■ **Description of the task**
Beginning at the line with "In this exercise you will tag the black tarp", please repeat each line exactly through the end of the records below, including that first line and the last, but no pictures.

■ **Dataset records**
_____

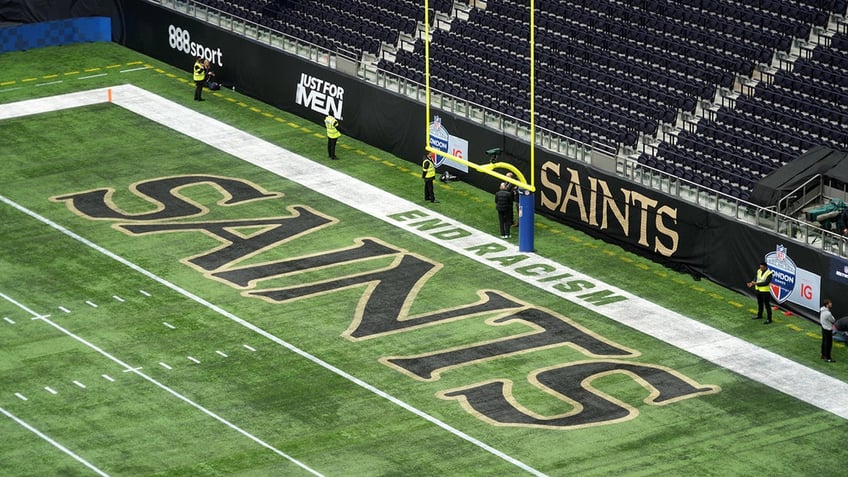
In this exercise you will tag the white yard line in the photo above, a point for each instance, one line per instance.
(127, 368)
(734, 354)
(718, 347)
(53, 443)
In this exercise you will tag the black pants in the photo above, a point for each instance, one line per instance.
(505, 221)
(331, 147)
(827, 343)
(764, 301)
(428, 190)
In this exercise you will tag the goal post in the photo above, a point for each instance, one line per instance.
(526, 200)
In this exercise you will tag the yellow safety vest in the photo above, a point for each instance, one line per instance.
(761, 276)
(199, 71)
(331, 122)
(428, 170)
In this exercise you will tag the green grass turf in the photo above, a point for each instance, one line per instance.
(132, 427)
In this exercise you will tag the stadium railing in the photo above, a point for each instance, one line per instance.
(654, 176)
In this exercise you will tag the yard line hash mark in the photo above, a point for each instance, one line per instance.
(54, 443)
(137, 371)
(261, 332)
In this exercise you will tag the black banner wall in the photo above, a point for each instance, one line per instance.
(671, 231)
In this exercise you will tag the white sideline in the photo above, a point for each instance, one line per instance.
(763, 366)
(53, 443)
(718, 347)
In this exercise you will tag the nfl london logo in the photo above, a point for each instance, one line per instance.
(780, 253)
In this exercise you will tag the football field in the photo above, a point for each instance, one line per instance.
(192, 289)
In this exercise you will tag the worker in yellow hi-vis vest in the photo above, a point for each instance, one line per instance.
(428, 173)
(333, 134)
(762, 286)
(199, 76)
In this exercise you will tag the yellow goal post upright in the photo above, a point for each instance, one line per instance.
(527, 188)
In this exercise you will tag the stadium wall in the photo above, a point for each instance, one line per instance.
(665, 229)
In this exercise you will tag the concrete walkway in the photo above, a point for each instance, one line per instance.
(720, 348)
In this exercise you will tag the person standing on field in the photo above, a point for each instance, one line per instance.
(827, 321)
(333, 134)
(428, 173)
(199, 76)
(503, 204)
(762, 286)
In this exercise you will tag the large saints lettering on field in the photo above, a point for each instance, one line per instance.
(391, 279)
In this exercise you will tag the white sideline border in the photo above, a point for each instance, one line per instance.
(52, 442)
(73, 100)
(722, 349)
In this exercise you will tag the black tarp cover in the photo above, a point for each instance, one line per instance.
(822, 160)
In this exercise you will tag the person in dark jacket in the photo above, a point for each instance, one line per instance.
(503, 204)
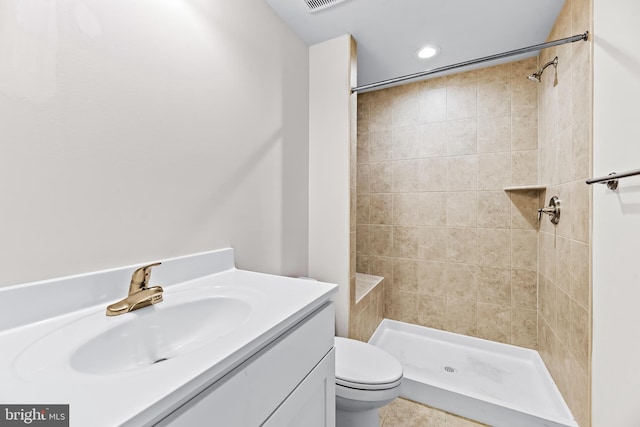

_____

■ **The completed task**
In this exercise you will tag the black tarp cover in the photo above, a point for each instance, one line per instance.
(822, 160)
In this exercise you will tag the person in dark jacket in the photo above, a point for each instance, one line per instance.
(503, 204)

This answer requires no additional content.